▸ **やること**:
書店のフェアについての文章から、「3日目となりました。本屋さん」で始まり「出版社さん提案のフェアもあります。出版社さんもあの手この手で売ろうとするので。」で終わるところまでを、一字も変えずに書き写してください。

▸ **読む文章**:
インタビュアー田中友人インタビューシリーズの第6回。
数年前まで首都圏の大型書店にお勤めだったFさんのお話です。書店のお仕事のあれこれを、Fさんの7年間の経験からお聞きしました。

※インタビュアー田中の発言の前には──が付いています。
 付いていない発言はFさんの発言です。

※個人的な経験と記憶に基づいたお話です。事実、あるいは現状と異なる箇所があるかもしれません。

3日目となりました。本屋さんと言えば「フェア」と「POP」。書店員さんの腕の見せ所でしょうか。Fさんがスポットを当てて売れた本のお話も!

定番フェア・自由企画フェア

──書店でのフェアっていうのは、テーマに合わせて、おすすめ本を集めて、コーナーに置くというもの?

 そうですね。フェアのための棚があって、ずっと同じじゃいけないので、定期的に変えていくために、フェアの担当を持ち回りでやったりとか、できる人がやったりとか、そういう感じでした。

──いつも何かしらのフェアが張ってある?

 フェアの棚は常に何らかのフェアはやっていますよ。他にも、法律だったら、宅建士試験前の時期になったら宅建関連の本を売っていくフェアをやったり、教育書も毎年2月〜4月終わりぐらいにフェアって形でやってますね。
 そういった定番フェアもありつつ、それ以外にも自由な企画をやります。
 出版社さん提案のフェアもあります。出版社さんもあの手この手で売ろうとするので。

──Fさんの企画したフェアにはどんなものが?

 同僚と3人で、表紙にいい顔のおじさんが写ってる本をただ集めるっていうフェアをやったことがあります(笑)。

──(笑)面白い。 

いい顔フェア

 あと、10年ほど前にチュニジアを発端にした「アラブの春」っていう騒乱があって中東が混乱したり、その数年後イギリスやスペインなどで地域の独立運動が起こったりしていた流れがあって、僕は海外事情の棚を担当していたんで、それに関するフェアを一人で100点ぐらい本を集めてやったんです。一人でやったフェアとしては結構大規模です。それはやれてよかったなと、満足しています。

 また、これは他の人のアイデアですが、ちょっと怖かったり、グロかったりの、王道じゃない絵本を何人かで選んだフェアとか。どんな絵本を選んだのかもう覚えてないんですけども(笑)。

──絵本のフェアをFさんのフロアでやったんですか?

 そう。法律とか社会の本のフロアだけど、絵本のフェアをやった。ジャンルを超えてもOKという、そういう自由さはありましたね。もちろん担当ジャンルのフェアもやるべきではあるんですけども、まあ、自由に。

──フェアというのは、売り上げに直接的につながるんですか?

 うーん、フェアの本って案外売れない(笑)。

──雰囲気を華やかにするとか、売り場を活性化するみたいな意味合い?

 お客さんに来てもらうためのフェアなんで。フェアの本を売るためというよりかは、フェアによってお客さんを呼ぶみたいな感じですかね。

▸ **もとのデータ**:
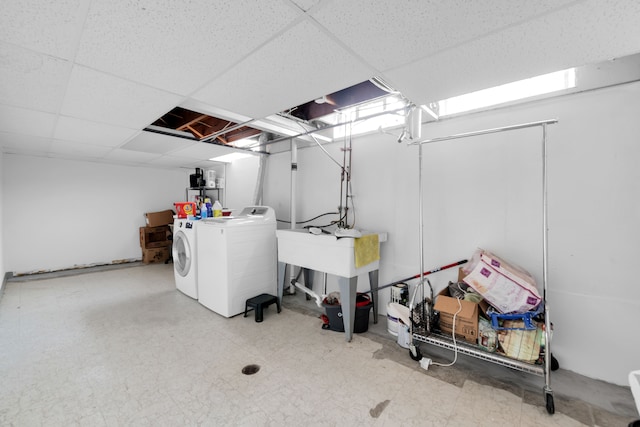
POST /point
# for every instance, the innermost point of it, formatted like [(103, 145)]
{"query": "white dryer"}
[(237, 259), (185, 260)]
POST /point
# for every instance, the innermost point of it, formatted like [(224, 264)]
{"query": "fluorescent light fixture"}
[(527, 88), (229, 158), (245, 142), (380, 121)]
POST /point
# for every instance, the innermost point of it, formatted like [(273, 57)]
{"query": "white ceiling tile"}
[(285, 73), (103, 98), (394, 33), (306, 4), (32, 80), (20, 143), (570, 37), (29, 122), (130, 157), (173, 161), (151, 142), (79, 149), (177, 46), (79, 130), (51, 27), (204, 151)]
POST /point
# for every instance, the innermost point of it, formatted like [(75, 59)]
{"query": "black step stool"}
[(259, 303)]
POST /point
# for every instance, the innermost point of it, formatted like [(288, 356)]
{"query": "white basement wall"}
[(241, 180), (60, 214), (487, 192)]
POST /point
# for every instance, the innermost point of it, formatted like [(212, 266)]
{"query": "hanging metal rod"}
[(485, 131)]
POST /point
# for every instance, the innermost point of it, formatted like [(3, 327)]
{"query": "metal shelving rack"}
[(423, 333)]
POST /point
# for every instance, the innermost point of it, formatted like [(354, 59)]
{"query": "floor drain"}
[(250, 369)]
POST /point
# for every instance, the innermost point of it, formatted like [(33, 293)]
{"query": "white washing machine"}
[(185, 260), (237, 259)]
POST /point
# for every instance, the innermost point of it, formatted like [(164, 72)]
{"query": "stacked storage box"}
[(155, 238)]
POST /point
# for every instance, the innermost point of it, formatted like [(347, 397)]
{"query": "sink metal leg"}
[(308, 280), (282, 271), (348, 287), (373, 282)]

▸ **答え**:
3日目となりました。本屋さんと言えば「フェア」と「POP」。書店員さんの腕の見せ所でしょうか。Fさんがスポットを当てて売れた本のお話も!

定番フェア・自由企画フェア

──書店でのフェアっていうのは、テーマに合わせて、おすすめ本を集めて、コーナーに置くというもの?

 そうですね。フェアのための棚があって、ずっと同じじゃいけないので、定期的に変えていくために、フェアの担当を持ち回りでやったりとか、できる人がやったりとか、そういう感じでした。

──いつも何かしらのフェアが張ってある?

 フェアの棚は常に何らかのフェアはやっていますよ。他にも、法律だったら、宅建士試験前の時期になったら宅建関連の本を売っていくフェアをやったり、教育書も毎年2月〜4月終わりぐらいにフェアって形でやってますね。
 そういった定番フェアもありつつ、それ以外にも自由な企画をやります。
 出版社さん提案のフェアもあります。出版社さんもあの手この手で売ろうとするので。